> Textauszug

★ ★ ★

Am besten gefallen hat mir das Titelbild der beigelegten Leseprobe zum Sonderheft - da bin ich fast hinten über gefallen. 

Ohne hier allen den Ratespaß zu klauen und das Bild generell als "fehlerbehaftet" darzustellen, bitte ich doch zu bedenken, dass man die abgebildetet Komponente in 99,9% andersherum verbaut.  ...aber jeder wie er mag.


----------



## big-maec (1. August 2016)

Hi,
mit am besten hat mir gefallen der Kühlervergleich von der EVGA GTX1070. Wäre schön wenn man solche Infos bei Tests für alle Karten bekäme.


----------



## jostfun (1. August 2016)

Hallo,
handelt es sich bei dem Spiel wirklich um "DSA Blackguards" oder doch Teil 2?? 
Ich dachte, den ersten Teil hab ich vor nem Jahr oder so mit der Heft-DVD gekauft!
Wie isses??

@Raff Danke Dir, dann hab ich es doch bei Steam fürn 5er gekauft.


----------



## alalcoolj (1. August 2016)

Gibt es einen Grund warum das Straight Power 10 500W nicht getestet wurde, was hier im Forum die Referenzempfehlung ist?


----------



## PCGH_Raff (1. August 2016)

jostfun schrieb:


> Hallo,
> handelt es sich bei dem Spiel wirklich um "DSA Blackguards" oder doch Teil 2??
> Ich dachte, den ersten Teil hab ich vor nem Jahr oder so mit der Heft-DVD gekauft!
> Wie isses??

★ ★ ★

> Erfasste Datensätze
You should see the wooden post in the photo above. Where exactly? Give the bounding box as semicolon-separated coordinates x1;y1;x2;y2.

★ ★ ★

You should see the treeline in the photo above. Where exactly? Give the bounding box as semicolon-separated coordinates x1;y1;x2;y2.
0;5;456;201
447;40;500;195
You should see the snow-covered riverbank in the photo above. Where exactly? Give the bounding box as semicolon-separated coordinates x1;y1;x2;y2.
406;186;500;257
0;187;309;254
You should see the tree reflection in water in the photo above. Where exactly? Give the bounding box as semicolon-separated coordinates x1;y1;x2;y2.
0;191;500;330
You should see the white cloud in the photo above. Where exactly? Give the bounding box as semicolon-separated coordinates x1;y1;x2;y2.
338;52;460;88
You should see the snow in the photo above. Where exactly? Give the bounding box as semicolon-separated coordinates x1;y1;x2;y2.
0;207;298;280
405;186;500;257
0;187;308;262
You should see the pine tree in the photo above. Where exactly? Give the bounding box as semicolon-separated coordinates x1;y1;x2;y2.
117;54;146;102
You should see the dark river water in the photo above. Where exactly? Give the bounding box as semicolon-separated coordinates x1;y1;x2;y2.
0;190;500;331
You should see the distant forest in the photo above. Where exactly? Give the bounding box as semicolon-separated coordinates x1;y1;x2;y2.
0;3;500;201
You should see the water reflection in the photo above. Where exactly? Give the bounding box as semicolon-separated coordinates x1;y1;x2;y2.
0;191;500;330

★ ★ ★

> Aufgabenstellung
**1)** Formuliere die Datensätze von der Zeile mit „You should see the snow-covered“ bis einschließlich der Zeile mit „0;187;309;254“ neu, wobei „riverbank“ durch „shoreline“ ersetzt wird und alles Übrige gleich bleibt.
**2)** Setze die Forumsdiskussion über das Heft im Anschluss an den zuletzt abgedruckten Satz fort.

> Lösungen
**1)**
You should see the snow-covered shoreline in the photo above. Where exactly? Give the bounding box as semicolon-separated coordinates x1;y1;x2;y2.
406;186;500;257
0;187;309;254

**2)**
Ahoi, 

es handelt sich wirklich um Blackguards, ohne Zusatz: PCGH 09/2016: GTX 1060 vs. RX 480, Low-Cost-Gaming mit Spiele-PCs fur 400/500 Euro, DX12/Vulkan, 18x GTX 1070/1080. DVD-Plus: DSA Blackguards - Bild in Originalgrosse (27)

Beste Grüße,
Raff


----------



## wolflux (1. August 2016)

Ihr habt PCI-E Riser vorgeführt?
Das ist ja mal cool und bin gespannt.
Gruss


----------



## Polysom (3. August 2016)

Bin verwirrt. Enthält das Heft jetzt Tests der Custom GTX 1060s/RX 480s oder nicht?
Im Inhaltsverzeichnis steht ja nur Special GTX 1060 vs RX 480 auch in diesem Artikel nichts zu Customs, aber in irgendeinem YT-Video sagte Raff das sie drin sein werden, im letzten Heft klang es so in der Vorschau und in diesem Video von heute wird zumindest was über Kurztests oder so gesagt.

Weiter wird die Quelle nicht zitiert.